** INPUT follows **

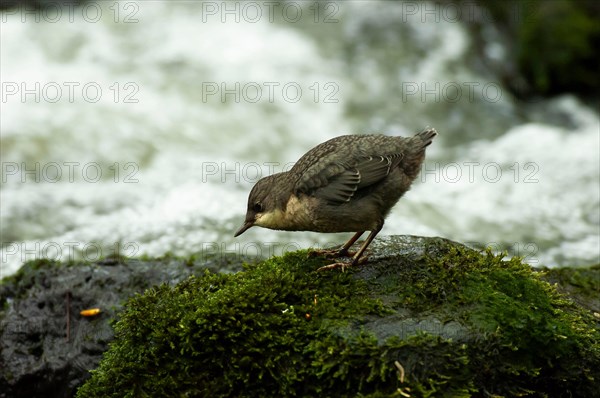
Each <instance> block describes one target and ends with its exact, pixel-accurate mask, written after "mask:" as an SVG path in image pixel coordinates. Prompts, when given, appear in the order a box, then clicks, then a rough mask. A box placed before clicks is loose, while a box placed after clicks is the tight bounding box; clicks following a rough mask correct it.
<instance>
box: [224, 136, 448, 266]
mask: <svg viewBox="0 0 600 398" xmlns="http://www.w3.org/2000/svg"><path fill="white" fill-rule="evenodd" d="M436 135H437V132H436V131H435V129H432V128H427V129H425V130H423V131H422V132H420V133H417V134H416V135H415V136H413V137H410V138H405V137H390V136H385V135H379V134H369V135H343V136H340V137H336V138H332V139H330V140H329V141H325V142H324V143H322V144H320V145H317V146H316V147H314V148H313V149H311V150H310V151H308V152H307V153H306V154H305V155H304V156H302V157H301V158H300V160H298V162H297V163H296V164H295V165H294V166H293V167H292V168H291V169H290V170H289V171H286V172H283V173H277V174H273V175H270V176H268V177H264V178H261V179H260V180H259V181H258V182H257V183H256V185H254V187H253V188H252V191H250V195H249V197H248V210H247V212H246V220H245V221H244V225H242V227H241V228H240V229H239V230H238V231H237V232H236V233H235V235H234V236H238V235H240V234H242V233H243V232H244V231H246V230H247V229H248V228H250V227H252V226H254V225H257V226H259V227H264V228H270V229H278V230H285V231H314V232H356V233H355V234H354V236H352V238H350V240H348V242H346V244H344V245H343V246H342V247H341V248H340V249H339V250H336V251H321V253H327V254H329V255H332V256H334V257H343V256H348V255H349V252H348V249H349V248H350V247H351V246H352V245H353V244H354V242H356V241H357V240H358V238H360V236H361V235H362V234H364V233H365V231H370V234H369V236H368V237H367V239H366V240H365V241H364V243H363V244H362V246H361V247H360V249H359V250H358V252H356V254H354V256H353V257H352V261H351V262H348V263H346V262H337V263H334V264H331V265H327V266H325V267H322V268H321V269H328V268H335V267H339V266H341V267H342V269H343V267H345V266H348V265H356V264H359V263H362V262H364V260H365V258H361V256H362V254H363V252H364V251H365V249H366V248H367V246H369V244H370V243H371V241H372V240H373V238H375V236H376V235H377V234H378V233H379V231H381V228H383V223H384V220H385V217H386V216H387V215H388V213H389V211H390V210H391V208H392V207H393V206H394V205H395V204H396V202H398V200H399V199H400V198H401V197H402V195H404V193H405V192H406V191H408V190H409V188H410V185H411V183H412V182H413V180H414V179H415V178H416V176H417V175H418V173H419V170H420V168H421V164H422V163H423V160H424V159H425V148H426V147H427V146H428V145H429V144H431V141H432V140H433V137H435V136H436Z"/></svg>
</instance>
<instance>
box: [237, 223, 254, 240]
mask: <svg viewBox="0 0 600 398" xmlns="http://www.w3.org/2000/svg"><path fill="white" fill-rule="evenodd" d="M253 225H254V220H250V221H246V222H245V223H244V225H242V227H241V228H240V229H238V230H237V232H236V233H235V235H233V237H234V238H235V237H237V236H240V235H241V234H243V233H244V232H246V230H247V229H248V228H250V227H251V226H253Z"/></svg>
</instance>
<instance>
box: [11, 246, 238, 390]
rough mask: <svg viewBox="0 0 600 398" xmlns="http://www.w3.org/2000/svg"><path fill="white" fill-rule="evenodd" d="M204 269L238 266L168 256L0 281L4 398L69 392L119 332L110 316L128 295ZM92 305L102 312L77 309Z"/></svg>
mask: <svg viewBox="0 0 600 398" xmlns="http://www.w3.org/2000/svg"><path fill="white" fill-rule="evenodd" d="M238 264H239V263H238ZM236 267H237V268H236ZM206 268H208V269H213V270H215V271H217V270H227V269H229V270H235V269H239V266H238V265H235V264H231V263H230V262H228V261H227V260H226V259H217V260H214V261H208V262H200V261H194V260H193V259H190V260H181V259H175V258H171V257H165V258H160V259H152V260H133V259H122V258H119V259H115V258H112V259H111V258H109V259H105V260H102V261H100V262H98V263H92V264H90V263H73V264H61V263H56V262H53V261H49V260H38V261H33V262H29V263H27V264H25V265H24V266H23V267H22V268H21V270H20V271H19V272H18V273H17V274H16V275H14V276H12V277H10V278H7V279H5V280H3V281H2V284H1V285H0V397H3V398H4V397H6V398H9V397H10V398H18V397H42V396H43V397H69V396H72V395H73V394H74V393H75V390H76V388H77V387H78V386H80V385H81V384H82V383H83V382H84V381H85V380H86V379H87V378H89V370H90V369H94V368H95V367H96V366H97V365H98V363H99V361H100V357H101V355H102V353H103V352H104V351H105V350H106V349H107V347H108V343H109V342H110V341H111V340H112V339H113V338H114V332H113V328H112V327H111V325H110V322H111V320H112V319H114V317H115V314H116V313H117V312H118V311H119V310H120V309H121V308H122V305H123V302H124V301H125V300H126V299H127V298H129V297H131V296H132V295H134V294H135V293H142V292H143V291H144V290H145V289H147V288H148V287H150V286H154V285H157V284H160V283H168V284H177V283H178V282H180V281H182V280H183V279H185V278H186V277H187V276H189V275H191V274H192V273H199V272H203V270H204V269H206ZM92 308H99V309H100V311H101V312H100V313H99V314H97V315H95V316H90V317H84V316H81V315H80V311H82V310H85V309H92ZM67 319H68V320H67Z"/></svg>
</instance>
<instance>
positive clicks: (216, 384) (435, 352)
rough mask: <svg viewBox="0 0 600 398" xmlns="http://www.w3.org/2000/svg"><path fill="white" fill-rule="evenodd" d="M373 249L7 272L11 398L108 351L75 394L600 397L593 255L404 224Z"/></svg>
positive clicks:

** End of INPUT **

◆ **TASK DESCRIPTION**: If a line in the data holds the string "positive", copy that line.

◆ **EXERCISE OUTPUT**:
positive clicks: (216, 384) (435, 352)
positive clicks:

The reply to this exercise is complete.